#### To be done
Quote each of the rows below word for word.

─── Records for this exercise ───

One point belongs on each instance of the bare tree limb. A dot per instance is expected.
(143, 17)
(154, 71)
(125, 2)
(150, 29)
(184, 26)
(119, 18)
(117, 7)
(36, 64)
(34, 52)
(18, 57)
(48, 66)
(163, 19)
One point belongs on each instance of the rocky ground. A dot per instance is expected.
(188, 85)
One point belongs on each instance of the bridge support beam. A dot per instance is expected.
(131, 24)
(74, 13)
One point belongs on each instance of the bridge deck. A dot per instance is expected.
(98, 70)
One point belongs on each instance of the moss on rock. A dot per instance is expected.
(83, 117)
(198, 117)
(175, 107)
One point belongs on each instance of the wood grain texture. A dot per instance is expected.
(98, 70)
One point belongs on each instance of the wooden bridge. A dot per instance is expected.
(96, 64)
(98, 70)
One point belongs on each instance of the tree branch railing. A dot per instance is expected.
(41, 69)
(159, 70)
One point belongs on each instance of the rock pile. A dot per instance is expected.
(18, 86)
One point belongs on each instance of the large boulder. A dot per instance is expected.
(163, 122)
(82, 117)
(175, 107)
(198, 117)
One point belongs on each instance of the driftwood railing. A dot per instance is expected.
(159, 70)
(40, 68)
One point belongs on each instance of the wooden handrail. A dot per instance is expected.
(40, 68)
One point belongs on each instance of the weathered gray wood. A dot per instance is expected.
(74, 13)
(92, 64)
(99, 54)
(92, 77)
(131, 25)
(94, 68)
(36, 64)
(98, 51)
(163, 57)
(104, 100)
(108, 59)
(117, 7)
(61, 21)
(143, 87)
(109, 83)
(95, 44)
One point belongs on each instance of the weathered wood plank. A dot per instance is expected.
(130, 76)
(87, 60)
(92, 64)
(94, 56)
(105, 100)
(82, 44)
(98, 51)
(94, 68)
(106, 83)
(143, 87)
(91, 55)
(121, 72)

───

#### Full response
One point belongs on each instance of the bare tree limb. A dot per instance is expected.
(143, 17)
(154, 71)
(125, 2)
(150, 29)
(184, 26)
(119, 18)
(117, 7)
(36, 64)
(34, 52)
(18, 57)
(48, 66)
(163, 19)
One point belongs on each instance of the rocky ground. A dot per instance is expected.
(188, 85)
One point belongs on each instance of the bridge support beam. A dot per instance is expected.
(131, 24)
(74, 13)
One point belongs on each instance of the bridge deck. A dot per instance is expected.
(98, 70)
One point belongs on each instance of the moss on rock. A dot per instance is expected.
(83, 117)
(198, 117)
(175, 107)
One point belongs on each instance of the wood grain texture. A dot per instance is expected.
(98, 70)
One point belongs on each instance of the wooden bridge. A dot per instance is expected.
(96, 64)
(98, 70)
One point belongs on each instance of the tree branch railing. A dot per instance is expected.
(41, 69)
(159, 70)
One point belongs on each instance of the rock pile. A dot per instance is expected.
(18, 86)
One point belongs on each instance of the large boulder. A dot per instance is expected.
(163, 122)
(82, 117)
(175, 107)
(198, 117)
One point belongs on each instance of the driftwood railing. A dot per instance is expected.
(159, 70)
(40, 68)
One point belongs on each instance of the wooden handrail. A dot per instance is expected.
(40, 68)
One point belongs on each instance of the weathered gray wood. A dot per instance is expected.
(74, 13)
(92, 64)
(99, 54)
(92, 77)
(131, 25)
(94, 68)
(36, 64)
(98, 51)
(163, 57)
(104, 100)
(108, 59)
(117, 7)
(61, 21)
(143, 87)
(109, 83)
(95, 44)
One point belongs on each instance of the weathered wood plank. A dot per instance is expected.
(130, 76)
(87, 60)
(92, 64)
(94, 56)
(105, 100)
(82, 44)
(98, 51)
(94, 68)
(106, 83)
(143, 87)
(91, 55)
(121, 72)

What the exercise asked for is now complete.